WORK INSTRUCTION:
In the entries below, some lines contain "jeans"; work out how many and answer with the figure only.

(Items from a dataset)
:::::

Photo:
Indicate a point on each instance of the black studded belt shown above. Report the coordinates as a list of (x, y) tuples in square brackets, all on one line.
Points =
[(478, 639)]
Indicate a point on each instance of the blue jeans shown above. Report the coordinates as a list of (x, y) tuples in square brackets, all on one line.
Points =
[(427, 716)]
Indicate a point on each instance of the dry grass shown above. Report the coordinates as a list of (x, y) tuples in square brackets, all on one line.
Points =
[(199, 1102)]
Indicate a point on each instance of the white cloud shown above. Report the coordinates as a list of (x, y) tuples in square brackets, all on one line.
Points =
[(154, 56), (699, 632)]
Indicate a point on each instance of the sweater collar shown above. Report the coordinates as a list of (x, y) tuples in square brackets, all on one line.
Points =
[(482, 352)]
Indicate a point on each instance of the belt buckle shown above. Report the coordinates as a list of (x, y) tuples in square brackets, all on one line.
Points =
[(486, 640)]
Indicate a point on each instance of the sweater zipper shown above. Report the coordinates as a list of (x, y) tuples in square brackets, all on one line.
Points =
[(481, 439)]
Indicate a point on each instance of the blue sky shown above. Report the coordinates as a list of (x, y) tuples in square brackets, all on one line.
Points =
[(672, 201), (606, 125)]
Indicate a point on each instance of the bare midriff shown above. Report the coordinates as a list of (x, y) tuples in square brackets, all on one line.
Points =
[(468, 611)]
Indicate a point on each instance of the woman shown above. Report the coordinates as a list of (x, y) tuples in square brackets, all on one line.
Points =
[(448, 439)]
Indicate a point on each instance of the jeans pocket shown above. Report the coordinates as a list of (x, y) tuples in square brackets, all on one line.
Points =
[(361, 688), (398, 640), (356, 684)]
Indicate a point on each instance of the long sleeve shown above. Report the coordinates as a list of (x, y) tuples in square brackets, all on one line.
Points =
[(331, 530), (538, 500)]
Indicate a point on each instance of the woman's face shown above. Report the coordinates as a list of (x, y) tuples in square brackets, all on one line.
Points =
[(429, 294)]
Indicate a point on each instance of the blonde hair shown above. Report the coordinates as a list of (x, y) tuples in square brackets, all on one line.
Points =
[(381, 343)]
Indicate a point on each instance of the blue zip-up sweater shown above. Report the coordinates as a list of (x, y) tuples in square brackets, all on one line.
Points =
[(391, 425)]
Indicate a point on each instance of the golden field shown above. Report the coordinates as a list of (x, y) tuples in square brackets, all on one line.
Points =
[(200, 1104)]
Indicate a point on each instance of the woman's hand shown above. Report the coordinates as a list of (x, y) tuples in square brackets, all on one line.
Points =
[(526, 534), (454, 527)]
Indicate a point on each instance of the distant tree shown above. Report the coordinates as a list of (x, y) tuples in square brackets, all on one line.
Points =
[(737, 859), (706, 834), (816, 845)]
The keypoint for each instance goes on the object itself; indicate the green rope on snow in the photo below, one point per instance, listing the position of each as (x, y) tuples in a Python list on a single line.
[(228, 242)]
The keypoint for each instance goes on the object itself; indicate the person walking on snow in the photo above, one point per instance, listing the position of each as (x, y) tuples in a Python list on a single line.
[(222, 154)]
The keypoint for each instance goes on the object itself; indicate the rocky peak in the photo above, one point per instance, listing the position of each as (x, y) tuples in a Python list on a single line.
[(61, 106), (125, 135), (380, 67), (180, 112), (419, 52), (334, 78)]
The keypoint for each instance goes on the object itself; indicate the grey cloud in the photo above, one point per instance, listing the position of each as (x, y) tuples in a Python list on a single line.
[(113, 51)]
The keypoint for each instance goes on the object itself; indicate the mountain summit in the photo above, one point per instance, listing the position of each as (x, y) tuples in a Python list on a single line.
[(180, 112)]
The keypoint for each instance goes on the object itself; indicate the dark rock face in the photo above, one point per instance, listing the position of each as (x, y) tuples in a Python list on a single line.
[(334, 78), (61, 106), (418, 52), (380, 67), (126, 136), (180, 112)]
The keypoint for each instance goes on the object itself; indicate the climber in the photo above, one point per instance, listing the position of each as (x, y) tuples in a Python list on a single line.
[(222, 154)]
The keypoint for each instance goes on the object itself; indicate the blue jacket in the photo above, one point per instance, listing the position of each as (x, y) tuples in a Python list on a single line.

:::::

YOUR SOLUTION:
2